REQUEST.
Take the material below and write it all out again exactly.

-=-=-

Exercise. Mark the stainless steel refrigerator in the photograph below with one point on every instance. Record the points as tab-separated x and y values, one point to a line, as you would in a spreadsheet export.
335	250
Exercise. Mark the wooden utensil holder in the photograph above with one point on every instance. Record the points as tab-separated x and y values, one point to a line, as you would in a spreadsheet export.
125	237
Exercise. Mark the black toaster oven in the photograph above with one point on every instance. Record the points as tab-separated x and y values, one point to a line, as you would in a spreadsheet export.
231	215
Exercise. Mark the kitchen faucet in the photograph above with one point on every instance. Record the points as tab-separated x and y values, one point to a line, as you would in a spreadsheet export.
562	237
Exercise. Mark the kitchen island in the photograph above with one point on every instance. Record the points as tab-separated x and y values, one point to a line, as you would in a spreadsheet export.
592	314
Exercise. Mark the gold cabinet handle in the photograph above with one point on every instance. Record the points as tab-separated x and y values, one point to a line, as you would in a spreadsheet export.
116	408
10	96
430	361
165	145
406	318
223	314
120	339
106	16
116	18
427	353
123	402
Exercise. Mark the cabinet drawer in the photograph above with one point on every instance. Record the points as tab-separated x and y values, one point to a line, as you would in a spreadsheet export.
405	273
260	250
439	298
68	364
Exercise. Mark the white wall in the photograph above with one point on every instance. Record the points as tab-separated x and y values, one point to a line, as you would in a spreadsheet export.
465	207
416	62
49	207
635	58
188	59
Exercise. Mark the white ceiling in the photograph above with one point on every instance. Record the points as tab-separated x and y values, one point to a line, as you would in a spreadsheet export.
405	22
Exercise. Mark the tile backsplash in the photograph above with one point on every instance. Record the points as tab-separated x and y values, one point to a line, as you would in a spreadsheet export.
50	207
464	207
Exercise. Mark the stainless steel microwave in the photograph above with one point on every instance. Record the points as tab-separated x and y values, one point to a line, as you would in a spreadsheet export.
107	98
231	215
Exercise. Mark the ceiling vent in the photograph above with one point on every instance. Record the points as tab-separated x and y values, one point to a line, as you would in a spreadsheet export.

-=-=-

CORRECT ANSWER.
Exercise. Mark the stainless steel refrigerator in the photograph below with one point on every instance. Record the points as tab-separated x and y values, one point to a line, as you would in a spreadsheet export.
335	250
Exercise. Mark the wooden utensil holder in the photograph above with one point on every instance. Record the points as tab-separated x and y values, one point to a line, as you would in a spreadsheet export.
125	237
Exercise. Mark the black toaster oven in the photograph above with one point on every instance. Record the points as tab-separated x and y values, one point to a line, as you would in a spreadsheet export.
231	215
Exercise. Mark the kitchen faucet in the photograph above with one point on every instance. Record the points as tab-separated x and y values, one point to a line, as you would in a spreadsheet export.
562	237
Exercise. Mark the kitchen island in the photograph above with one point on every instance. Record the points as tab-separated x and y values, one point to a line, as you would in a spreadsheet export.
592	314
Exercise. Mark the gold cabinet handle in the photograph above with one point on every instance. Record the points as tab-separated x and y values, one point to a line, as you would in a spreadsheet export.
116	408
10	96
430	361
165	145
406	318
223	314
120	339
106	16
116	18
427	353
123	402
Exercise. Mark the cabinet drawer in the photograph above with one point on every instance. Record the points as tab-separated x and y values, one point to a line, as you would in a spreadsheet export.
405	273
260	250
439	298
68	364
Exercise. Mark the white wall in the photograph above with one point on every instance. Record the points as tab-separated x and y values, one point to a line, as you would in a spreadsheet export.
465	207
416	62
49	207
635	58
188	59
Exercise. Mark the white ceiling in the photograph above with one point on every instance. Record the points as tab-separated x and y values, one point to a line, as you would in a spreadsheet export.
405	22
Exercise. Mark the tile backsplash in the photograph above with one point on every instance. Record the points as tab-separated x and y values, one point to a line, as you would in a spreadsheet export.
50	207
464	207
Exercise. Mark the stainless steel microwave in the photograph above with one point on every instance. Record the points as tab-separated x and y values, one point to a line, as you would in a spreadsheet export.
107	98
231	215
Exercise. Mark the ceiling vent in the photograph above with one point on every instance. Record the points as tab-separated x and y values, one point to a line, as you would in a spreadsheet export.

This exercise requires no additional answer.